> _Required task 1_
In the passage on estimator bias, how many observations and variables does the first data set contain?
> _Required task 2_
Into Spanish, how would you render this sentence from the passage on estimator bias: "When it comes to sample size, an increase will not change the bias."
> _Required task 3_
Retype the passage on estimator bias from "The first data" to "major derogatory reports.".

> _Passage_
== == ==

What is bias of an estimator?
Suppose that \(x\) is the observed
data, \(\theta\) is the true value of
an unknown parameter of interest which is estimated by function \(T(x)\) and the value estimated by this
function is represented by \(\hat{\theta}\). The bias of an estimator
can then be defined as the difference between the expected value of
\(\hat{\theta}\) and \(\theta\). The equation can be written
as:
\[ Bias(\hat{\theta})=E_{\theta}(\hat{\theta})-\theta \]
An estimator of the function is deemed as unbiased if the difference is zero for all value of \(\theta\). The bias of an estimator can be used to determine how accurate the estimator is. If an estimator is unbiased, it is said to be equal to the true value within the population.
In terms of omitted variable bias, will the bias go away if we increase the same size or add more variables?
The inclusion of variables to reduce bias is dependent on its relation to the dependent and key independent variable.
The variable should be included if the variable is related to the key independent and dependent variable as this reduces bias. It is also important to note that a consequence of doing so is that it causes multicollinearity.
When it comes to sample size, an increase will not change the bias.
The first data set is a cross sectional data from the AER package that consists of 1319 observations and 12 variables. The data contains credit history for a sample of people that applied for a credit card.
card - Factor. Was the application for a credit card
accepted?
reports - Number of major derogatory reports.

== == ==

> _Records_
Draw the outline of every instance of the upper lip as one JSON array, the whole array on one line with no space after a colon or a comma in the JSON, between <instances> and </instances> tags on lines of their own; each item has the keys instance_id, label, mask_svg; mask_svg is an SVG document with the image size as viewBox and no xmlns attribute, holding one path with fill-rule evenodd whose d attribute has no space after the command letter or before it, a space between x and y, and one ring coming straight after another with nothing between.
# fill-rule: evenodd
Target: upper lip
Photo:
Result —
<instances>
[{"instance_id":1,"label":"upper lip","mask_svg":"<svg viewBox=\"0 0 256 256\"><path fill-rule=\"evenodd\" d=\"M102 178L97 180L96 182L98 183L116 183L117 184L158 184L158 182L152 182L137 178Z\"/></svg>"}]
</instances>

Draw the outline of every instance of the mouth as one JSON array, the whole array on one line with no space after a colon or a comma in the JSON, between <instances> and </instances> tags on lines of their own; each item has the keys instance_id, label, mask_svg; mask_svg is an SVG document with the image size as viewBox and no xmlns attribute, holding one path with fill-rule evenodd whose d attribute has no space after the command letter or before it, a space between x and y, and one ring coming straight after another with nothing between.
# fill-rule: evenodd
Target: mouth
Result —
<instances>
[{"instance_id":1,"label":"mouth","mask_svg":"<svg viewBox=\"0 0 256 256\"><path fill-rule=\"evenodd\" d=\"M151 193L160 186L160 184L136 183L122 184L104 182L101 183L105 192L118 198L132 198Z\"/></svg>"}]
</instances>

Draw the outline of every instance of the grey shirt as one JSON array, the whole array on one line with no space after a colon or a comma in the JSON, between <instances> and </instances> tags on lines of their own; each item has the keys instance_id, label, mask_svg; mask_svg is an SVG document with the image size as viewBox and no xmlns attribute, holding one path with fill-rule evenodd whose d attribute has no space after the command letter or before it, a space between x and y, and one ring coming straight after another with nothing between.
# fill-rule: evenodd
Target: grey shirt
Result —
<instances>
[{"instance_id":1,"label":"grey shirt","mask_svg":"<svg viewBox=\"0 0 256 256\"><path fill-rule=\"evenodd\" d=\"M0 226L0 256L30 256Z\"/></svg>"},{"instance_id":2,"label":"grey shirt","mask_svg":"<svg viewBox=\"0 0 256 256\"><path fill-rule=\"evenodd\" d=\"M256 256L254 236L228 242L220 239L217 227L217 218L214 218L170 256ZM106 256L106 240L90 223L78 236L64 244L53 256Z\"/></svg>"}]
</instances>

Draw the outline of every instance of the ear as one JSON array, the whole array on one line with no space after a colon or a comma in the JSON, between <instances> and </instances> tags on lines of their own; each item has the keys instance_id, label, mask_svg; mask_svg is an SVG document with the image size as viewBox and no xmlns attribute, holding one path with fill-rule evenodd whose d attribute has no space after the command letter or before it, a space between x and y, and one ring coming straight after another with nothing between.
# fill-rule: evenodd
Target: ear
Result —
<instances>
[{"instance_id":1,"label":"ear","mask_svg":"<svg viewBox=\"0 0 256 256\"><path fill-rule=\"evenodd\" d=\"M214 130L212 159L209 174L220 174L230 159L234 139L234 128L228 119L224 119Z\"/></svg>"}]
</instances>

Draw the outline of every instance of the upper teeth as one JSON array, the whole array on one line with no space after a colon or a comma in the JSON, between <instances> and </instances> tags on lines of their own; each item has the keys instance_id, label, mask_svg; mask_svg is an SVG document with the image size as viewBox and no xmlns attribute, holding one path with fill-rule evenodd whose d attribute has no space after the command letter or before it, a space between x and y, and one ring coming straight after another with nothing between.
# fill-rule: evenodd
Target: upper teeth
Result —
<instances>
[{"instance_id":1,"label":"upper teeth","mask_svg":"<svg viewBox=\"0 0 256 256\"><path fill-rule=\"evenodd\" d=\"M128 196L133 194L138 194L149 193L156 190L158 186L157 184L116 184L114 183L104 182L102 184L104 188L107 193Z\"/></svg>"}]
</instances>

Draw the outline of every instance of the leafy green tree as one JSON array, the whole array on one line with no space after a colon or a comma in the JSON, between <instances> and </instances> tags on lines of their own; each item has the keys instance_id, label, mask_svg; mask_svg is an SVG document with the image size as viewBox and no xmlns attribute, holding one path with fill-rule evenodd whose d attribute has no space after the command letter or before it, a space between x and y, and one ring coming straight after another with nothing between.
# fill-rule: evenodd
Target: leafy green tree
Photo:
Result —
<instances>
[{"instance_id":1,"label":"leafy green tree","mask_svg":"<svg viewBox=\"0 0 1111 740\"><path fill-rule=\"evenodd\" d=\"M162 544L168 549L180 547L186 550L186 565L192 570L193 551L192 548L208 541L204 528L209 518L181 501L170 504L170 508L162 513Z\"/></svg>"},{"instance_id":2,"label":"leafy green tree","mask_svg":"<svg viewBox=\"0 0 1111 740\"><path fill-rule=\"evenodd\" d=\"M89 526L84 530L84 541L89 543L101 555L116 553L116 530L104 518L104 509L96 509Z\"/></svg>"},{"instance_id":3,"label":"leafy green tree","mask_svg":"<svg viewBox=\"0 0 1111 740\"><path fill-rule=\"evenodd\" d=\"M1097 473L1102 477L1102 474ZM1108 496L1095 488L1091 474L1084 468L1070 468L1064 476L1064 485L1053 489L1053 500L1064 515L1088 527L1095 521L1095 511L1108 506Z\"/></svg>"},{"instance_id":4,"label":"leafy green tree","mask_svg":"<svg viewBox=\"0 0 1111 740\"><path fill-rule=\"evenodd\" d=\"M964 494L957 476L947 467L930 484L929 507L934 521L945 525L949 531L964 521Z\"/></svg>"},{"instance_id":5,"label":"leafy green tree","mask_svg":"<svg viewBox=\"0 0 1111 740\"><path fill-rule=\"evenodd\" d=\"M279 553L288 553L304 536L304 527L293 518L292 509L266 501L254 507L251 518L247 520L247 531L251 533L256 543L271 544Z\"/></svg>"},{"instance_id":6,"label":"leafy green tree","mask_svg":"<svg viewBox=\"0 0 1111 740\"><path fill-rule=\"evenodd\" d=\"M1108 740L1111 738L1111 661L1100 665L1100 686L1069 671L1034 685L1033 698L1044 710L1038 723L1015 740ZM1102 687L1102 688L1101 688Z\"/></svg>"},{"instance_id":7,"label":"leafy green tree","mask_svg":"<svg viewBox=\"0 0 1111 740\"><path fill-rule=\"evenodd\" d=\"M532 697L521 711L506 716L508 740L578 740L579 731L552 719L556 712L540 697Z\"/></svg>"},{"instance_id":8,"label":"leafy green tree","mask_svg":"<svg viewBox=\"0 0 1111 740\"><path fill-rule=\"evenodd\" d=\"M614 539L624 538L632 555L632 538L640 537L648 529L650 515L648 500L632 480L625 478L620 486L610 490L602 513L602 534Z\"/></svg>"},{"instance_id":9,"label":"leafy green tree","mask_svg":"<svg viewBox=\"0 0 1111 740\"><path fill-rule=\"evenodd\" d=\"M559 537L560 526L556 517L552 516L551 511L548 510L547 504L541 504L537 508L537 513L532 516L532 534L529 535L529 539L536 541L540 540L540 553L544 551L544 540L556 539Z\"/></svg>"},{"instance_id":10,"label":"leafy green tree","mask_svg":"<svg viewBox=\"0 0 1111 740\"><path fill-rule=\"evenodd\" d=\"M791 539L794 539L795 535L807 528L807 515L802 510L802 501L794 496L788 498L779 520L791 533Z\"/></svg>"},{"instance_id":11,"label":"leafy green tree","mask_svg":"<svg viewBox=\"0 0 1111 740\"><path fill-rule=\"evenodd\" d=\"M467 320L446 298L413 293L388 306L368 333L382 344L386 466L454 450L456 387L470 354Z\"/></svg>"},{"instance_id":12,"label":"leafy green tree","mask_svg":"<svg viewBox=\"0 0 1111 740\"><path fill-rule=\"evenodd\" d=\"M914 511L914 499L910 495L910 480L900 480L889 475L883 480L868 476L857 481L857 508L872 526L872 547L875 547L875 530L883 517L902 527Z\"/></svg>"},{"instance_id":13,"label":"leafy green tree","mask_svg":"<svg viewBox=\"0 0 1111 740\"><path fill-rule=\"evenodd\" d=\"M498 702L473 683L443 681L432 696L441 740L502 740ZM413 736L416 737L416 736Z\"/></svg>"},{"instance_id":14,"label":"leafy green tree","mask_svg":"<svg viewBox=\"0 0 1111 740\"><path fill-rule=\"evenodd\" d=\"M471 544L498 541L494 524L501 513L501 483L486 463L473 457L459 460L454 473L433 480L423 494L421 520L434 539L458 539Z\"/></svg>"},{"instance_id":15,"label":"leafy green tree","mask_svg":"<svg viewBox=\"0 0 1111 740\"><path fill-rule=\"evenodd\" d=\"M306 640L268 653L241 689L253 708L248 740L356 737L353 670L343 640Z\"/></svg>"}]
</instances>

== == ==

> _Full answer 1_
1319 observations and 12 variables.

> _Full answer 2_
En cuanto al tamaño de la muestra, un aumento no cambiará el sesgo.

> _Full answer 3_
The first data set is a cross sectional data from the AER package that consists of 1319 observations and 12 variables. The data contains credit history for a sample of people that applied for a credit card.
card - Factor. Was the application for a credit card
accepted?
reports - Number of major derogatory reports.